(Beginning of The data)
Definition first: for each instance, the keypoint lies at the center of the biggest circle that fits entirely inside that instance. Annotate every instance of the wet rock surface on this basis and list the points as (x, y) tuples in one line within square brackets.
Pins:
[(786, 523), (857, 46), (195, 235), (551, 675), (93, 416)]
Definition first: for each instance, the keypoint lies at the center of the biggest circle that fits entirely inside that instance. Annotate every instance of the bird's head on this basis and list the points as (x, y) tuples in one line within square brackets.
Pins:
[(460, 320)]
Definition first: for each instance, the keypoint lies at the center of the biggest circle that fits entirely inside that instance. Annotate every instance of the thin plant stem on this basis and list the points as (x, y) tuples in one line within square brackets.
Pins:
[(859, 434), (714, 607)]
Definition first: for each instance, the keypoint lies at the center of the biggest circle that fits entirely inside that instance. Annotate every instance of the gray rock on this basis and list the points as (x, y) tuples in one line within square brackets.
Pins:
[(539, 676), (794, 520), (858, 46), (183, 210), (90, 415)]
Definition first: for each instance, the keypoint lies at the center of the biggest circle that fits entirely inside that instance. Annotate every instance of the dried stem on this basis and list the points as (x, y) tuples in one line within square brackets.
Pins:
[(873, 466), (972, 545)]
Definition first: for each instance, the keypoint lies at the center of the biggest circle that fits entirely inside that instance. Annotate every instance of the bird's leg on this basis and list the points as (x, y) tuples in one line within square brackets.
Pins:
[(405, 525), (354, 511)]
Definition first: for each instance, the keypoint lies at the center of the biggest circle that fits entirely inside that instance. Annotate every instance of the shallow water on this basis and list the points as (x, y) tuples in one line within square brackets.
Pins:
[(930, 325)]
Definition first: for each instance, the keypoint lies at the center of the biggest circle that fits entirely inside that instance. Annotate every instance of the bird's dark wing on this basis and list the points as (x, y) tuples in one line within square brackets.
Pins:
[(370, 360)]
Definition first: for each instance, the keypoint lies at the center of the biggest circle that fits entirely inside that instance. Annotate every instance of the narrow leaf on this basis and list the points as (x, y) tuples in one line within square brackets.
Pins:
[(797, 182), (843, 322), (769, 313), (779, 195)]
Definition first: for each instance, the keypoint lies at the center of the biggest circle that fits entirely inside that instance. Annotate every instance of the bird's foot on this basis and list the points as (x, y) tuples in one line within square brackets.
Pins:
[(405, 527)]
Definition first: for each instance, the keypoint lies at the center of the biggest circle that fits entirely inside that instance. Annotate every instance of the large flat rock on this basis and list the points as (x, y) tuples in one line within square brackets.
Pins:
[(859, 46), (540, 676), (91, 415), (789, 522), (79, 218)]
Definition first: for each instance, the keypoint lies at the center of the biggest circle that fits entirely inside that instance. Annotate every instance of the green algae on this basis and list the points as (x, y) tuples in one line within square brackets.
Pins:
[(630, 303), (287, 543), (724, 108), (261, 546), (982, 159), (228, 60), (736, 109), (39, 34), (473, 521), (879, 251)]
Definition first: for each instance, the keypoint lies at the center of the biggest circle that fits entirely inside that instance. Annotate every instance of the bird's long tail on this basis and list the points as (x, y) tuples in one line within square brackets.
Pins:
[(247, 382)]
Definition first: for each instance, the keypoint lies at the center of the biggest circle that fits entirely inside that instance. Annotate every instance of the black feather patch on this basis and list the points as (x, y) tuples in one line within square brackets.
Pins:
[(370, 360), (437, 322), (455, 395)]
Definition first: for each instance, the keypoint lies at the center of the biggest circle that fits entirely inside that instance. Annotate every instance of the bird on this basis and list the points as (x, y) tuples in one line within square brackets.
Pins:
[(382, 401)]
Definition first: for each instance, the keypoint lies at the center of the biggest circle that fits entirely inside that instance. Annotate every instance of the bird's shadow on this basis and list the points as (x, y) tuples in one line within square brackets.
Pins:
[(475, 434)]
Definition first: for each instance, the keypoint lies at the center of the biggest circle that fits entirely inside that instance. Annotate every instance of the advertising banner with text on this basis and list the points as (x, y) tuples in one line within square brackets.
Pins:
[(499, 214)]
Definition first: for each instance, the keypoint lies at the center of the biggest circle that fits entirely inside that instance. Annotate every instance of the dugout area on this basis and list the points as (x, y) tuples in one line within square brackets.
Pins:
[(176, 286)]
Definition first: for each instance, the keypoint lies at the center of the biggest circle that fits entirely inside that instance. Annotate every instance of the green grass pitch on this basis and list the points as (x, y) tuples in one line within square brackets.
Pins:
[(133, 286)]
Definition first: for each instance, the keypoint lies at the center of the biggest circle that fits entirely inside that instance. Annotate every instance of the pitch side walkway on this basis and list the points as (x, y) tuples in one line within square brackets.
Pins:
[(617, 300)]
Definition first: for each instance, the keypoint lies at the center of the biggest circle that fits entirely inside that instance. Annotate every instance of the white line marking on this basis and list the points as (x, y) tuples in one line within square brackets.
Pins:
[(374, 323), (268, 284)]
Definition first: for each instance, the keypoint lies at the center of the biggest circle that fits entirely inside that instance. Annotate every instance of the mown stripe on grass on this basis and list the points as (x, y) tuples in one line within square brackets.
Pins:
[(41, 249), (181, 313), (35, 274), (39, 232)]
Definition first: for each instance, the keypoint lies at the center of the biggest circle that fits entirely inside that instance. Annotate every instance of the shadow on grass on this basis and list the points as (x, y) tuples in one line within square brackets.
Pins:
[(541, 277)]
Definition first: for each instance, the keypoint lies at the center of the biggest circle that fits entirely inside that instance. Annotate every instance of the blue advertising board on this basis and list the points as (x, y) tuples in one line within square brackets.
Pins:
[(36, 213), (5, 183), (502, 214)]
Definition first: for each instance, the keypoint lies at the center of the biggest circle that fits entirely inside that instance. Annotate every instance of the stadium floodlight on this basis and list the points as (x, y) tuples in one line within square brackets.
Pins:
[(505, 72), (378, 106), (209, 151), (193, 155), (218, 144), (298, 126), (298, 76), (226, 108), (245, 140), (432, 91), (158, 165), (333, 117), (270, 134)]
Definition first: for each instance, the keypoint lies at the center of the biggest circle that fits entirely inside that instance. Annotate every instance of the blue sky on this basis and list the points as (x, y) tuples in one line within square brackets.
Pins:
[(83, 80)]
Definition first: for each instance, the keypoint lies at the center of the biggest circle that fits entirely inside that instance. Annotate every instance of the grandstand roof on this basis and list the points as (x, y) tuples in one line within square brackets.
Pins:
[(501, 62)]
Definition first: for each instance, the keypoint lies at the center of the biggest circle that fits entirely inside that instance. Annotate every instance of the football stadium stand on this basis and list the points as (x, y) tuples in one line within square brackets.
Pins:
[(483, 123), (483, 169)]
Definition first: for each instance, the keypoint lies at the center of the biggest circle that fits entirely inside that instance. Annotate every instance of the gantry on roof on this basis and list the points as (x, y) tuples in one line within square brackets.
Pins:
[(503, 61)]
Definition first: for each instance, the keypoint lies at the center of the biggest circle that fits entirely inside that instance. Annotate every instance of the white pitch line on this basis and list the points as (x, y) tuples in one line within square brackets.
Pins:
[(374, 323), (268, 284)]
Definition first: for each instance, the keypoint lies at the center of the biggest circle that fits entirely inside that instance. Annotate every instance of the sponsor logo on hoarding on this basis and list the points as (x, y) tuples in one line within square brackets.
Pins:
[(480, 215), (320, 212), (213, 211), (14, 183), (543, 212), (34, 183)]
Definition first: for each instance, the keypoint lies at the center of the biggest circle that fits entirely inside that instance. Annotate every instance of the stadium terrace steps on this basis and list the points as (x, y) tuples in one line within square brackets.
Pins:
(End of The data)
● **Task to complete**: Write the whole listing out again. Keep every line exactly as it is.

● **Solution to the problem**:
Definition first: for each instance, the keypoint lies at the center of the biggest circle that fits entirely inside that instance. Annotate every instance of the wet rock surface on this basis and list the points as (x, y) tuples in one line within square brackets.
Pins:
[(786, 523), (857, 46), (195, 235), (551, 675), (93, 416)]
Definition first: for each instance, the keypoint lies at the center of the biggest circle that fits entirely inside that instance. Annotate every instance of the bird's head on this basis and list the points as (x, y) tuples in one line within square brackets.
Pins:
[(460, 320)]
Definition first: for each instance, the keypoint lies at the center of the biggest circle that fits entirely inside that instance. Annotate every instance of the thin plant stem on this basis and list the points as (x, y) tuples in one line within square brackets.
Pins:
[(859, 434), (714, 607)]
Definition first: for each instance, the keypoint lies at the center of the biggest circle that fits entirely inside that instance. Annotate every instance of the gray rock on this basis and list the points as (x, y) tuples in one line within square brackets.
Pins:
[(539, 676), (794, 520), (858, 46), (183, 210), (90, 415)]
Definition first: for each instance, the keypoint lies at the center of the biggest circle that fits entirely inside that instance. Annotate every instance of the dried stem on this basis and list the points as (x, y) tuples in one line within square brackets.
Pins:
[(873, 466), (972, 545)]
Definition first: for each instance, the keypoint lies at the center of the biggest circle that fits entirely inside that instance. Annotate every instance of the bird's leg on this basis and list the points as (x, y) tuples in one line within square brackets.
Pins:
[(405, 525), (354, 511)]
Definition first: for each instance, the keypoint lies at the center of the biggest circle that fits entirely inside that instance. Annotate every instance of the shallow water on this basis and list the points as (x, y) tuples in one line within square brackets.
Pins:
[(930, 325)]
Definition first: for each instance, the keypoint lies at the center of the biggest circle that fits entirely inside that instance. Annotate every instance of the bird's dark wing on this basis and list the points as (x, y) tuples in one line within square brackets.
Pins:
[(370, 360)]
Definition first: for each instance, the keypoint lies at the center of the biggest circle that fits entirely inside that instance. Annotate every instance of the narrow leaf on this basis and list the points as (x, y) tuples in one line within square brackets.
Pins:
[(797, 182), (843, 322), (769, 313), (779, 195)]
Definition first: for each instance, the keypoint lies at the center of the biggest circle that fits entirely inside that instance. Annotate every instance of the bird's foot on this basis and list the points as (x, y) tuples in one line within square brackets.
Pins:
[(405, 527)]
Definition first: for each instance, the keypoint lies at the center of the biggest circle that fits entirely inside that instance. Annotate every instance of the large flat rock on this basis and list the points as (x, y) tuples in one line within square brackets.
Pins:
[(859, 46), (540, 676), (91, 415), (789, 522), (79, 218)]
Definition first: for each instance, the keypoint lies at the center of the biggest circle that fits entirely inside that instance. Annotate every instance of the green algae on this basis and list the points as (x, y) tuples in one line within square brackets.
Pins:
[(630, 303), (287, 543), (724, 108), (261, 546), (982, 159), (228, 60), (736, 109), (39, 34), (473, 521), (879, 251)]
Definition first: for each instance, the keypoint lies at the center of the biggest circle that fits entirely inside that instance. Annotate every instance of the bird's long tail on this basis and list the points as (x, y) tuples in one line within square brackets.
Pins:
[(247, 382)]
Definition first: for each instance, the keypoint lies at the center of the biggest circle that fits entirely inside that instance. Annotate every instance of the black feather patch on this basis and list the points as (x, y) tuples in one line within square brackets.
Pins:
[(370, 360), (437, 322), (455, 395)]
Definition first: for each instance, the keypoint lies at the center of the biggest circle that fits entirely inside that instance. Annotate every instance of the bird on this basis and list the points as (x, y) tuples in one line within square brackets.
Pins:
[(382, 401)]
Definition first: for each instance, the keypoint lies at the center of the biggest circle that fits entirely inside that instance. Annotate every instance of the bird's shadow on this basis and list the points as (x, y) tuples in one line within square brackets.
Pins:
[(475, 434)]
Definition first: for each instance, the keypoint lies at the center of the biggest circle that fits entirely inside that instance. Annotate every instance of the advertising banner with text on this basis and list the points as (x, y) tuples in one line within square brackets.
Pins:
[(499, 214)]
Definition first: for each instance, the keypoint lies at the center of the biggest circle that fits entirely inside that instance. Annotate every instance of the dugout area on this basis and list the points as (x, y) tuples in one line within square brackets.
Pins:
[(176, 286)]
Definition first: for each instance, the keypoint lies at the center of the biggest circle that fits entirely inside that instance. Annotate every instance of the green grass pitch on this basis and list the points as (x, y) tuples in one line within square brackets.
Pins:
[(133, 286)]
Definition first: for each instance, the keypoint lies at the center of the biggest circle that fits entirely inside that instance. Annotate every instance of the pitch side walkway on this basis and list the points as (x, y) tuples in one line within square brackets.
Pins:
[(617, 300)]
Definition first: for each instance, the keypoint lies at the center of the biggest circle that fits entirely inside that instance. Annotate every instance of the white line marking on this basis and list the points as (x, y) tuples in one line within square brackets.
Pins:
[(374, 323), (268, 284)]
Definition first: for each instance, the keypoint lies at the center of the biggest circle that fits entirely inside that instance. Annotate every instance of the mown stripe on grass on this basis and list the points as (x, y) tuples in one line within square brackets.
Pins:
[(41, 249), (181, 313), (35, 274), (39, 232)]
Definition first: for each instance, the keypoint lies at the center of the biggest circle that fits entirely inside that instance. Annotate every instance of the shadow on grass on this basis and list the points as (x, y) tuples in one line within square brackets.
Pins:
[(541, 277)]
Definition first: for each instance, the keypoint lies at the center of the biggest circle that fits entirely inside that instance. Annotate every instance of the blue advertising board on this basis and list the points as (x, y) tuples in one line within square brackets.
Pins:
[(36, 213), (5, 183), (502, 214)]
Definition first: for each instance, the keypoint lies at the center of the biggest circle that fits entirely inside that instance. Annotate every instance of the stadium floodlight on this basis and list the points as (x, y) tuples in one line within square brackets.
Pins:
[(505, 72), (378, 106), (209, 151), (193, 155), (218, 144), (298, 126), (298, 76), (226, 108), (245, 140), (432, 91), (158, 165), (333, 117), (270, 134)]
Definition first: for each instance, the keypoint lies at the center of the biggest circle that fits entirely inside that instance. Annotate every instance of the blue sky on this basis and list the points as (x, y) tuples in one line within square brackets.
Pins:
[(83, 80)]
Definition first: for each instance, the keypoint lies at the center of the biggest circle that fits entirely inside that instance. Annotate every instance of the grandstand roof on this basis and list the points as (x, y) tuples in one line within square brackets.
Pins:
[(501, 62)]
Definition first: for each instance, the keypoint lies at the center of the biggest circle that fits entirely inside that instance. Annotate every instance of the football stadium stand on this basis and list the points as (x, y) tuples in one line within square brackets.
Pins:
[(483, 123), (483, 169)]
Definition first: for each instance, the keypoint lies at the center of the biggest circle that fits entirely inside that instance. Annotate every instance of the gantry on roof on this basis and list the points as (x, y) tuples in one line within square brackets.
Pins:
[(503, 61)]
Definition first: for each instance, the keypoint lies at the center of the biggest circle that fits entirely inside that instance. Annotate every instance of the white pitch line on this basis and list the points as (x, y) tuples in one line within square brackets.
Pins:
[(374, 323), (268, 284)]
Definition first: for each instance, the keypoint lies at the center of the biggest circle that fits entirely inside that instance. Annotate every instance of the sponsor logo on hoarding on this basis and list the points as (x, y) tuples in one line within square brackets.
Pins:
[(480, 215), (320, 212), (213, 211), (14, 183), (543, 212), (34, 183)]
Definition first: for each instance, the keypoint lies at the center of the biggest circle that fits entirely inside that instance. Annotate every instance of the stadium terrace steps on this basis and list the points as (x, y) tuples in one line within square brackets.
Pins:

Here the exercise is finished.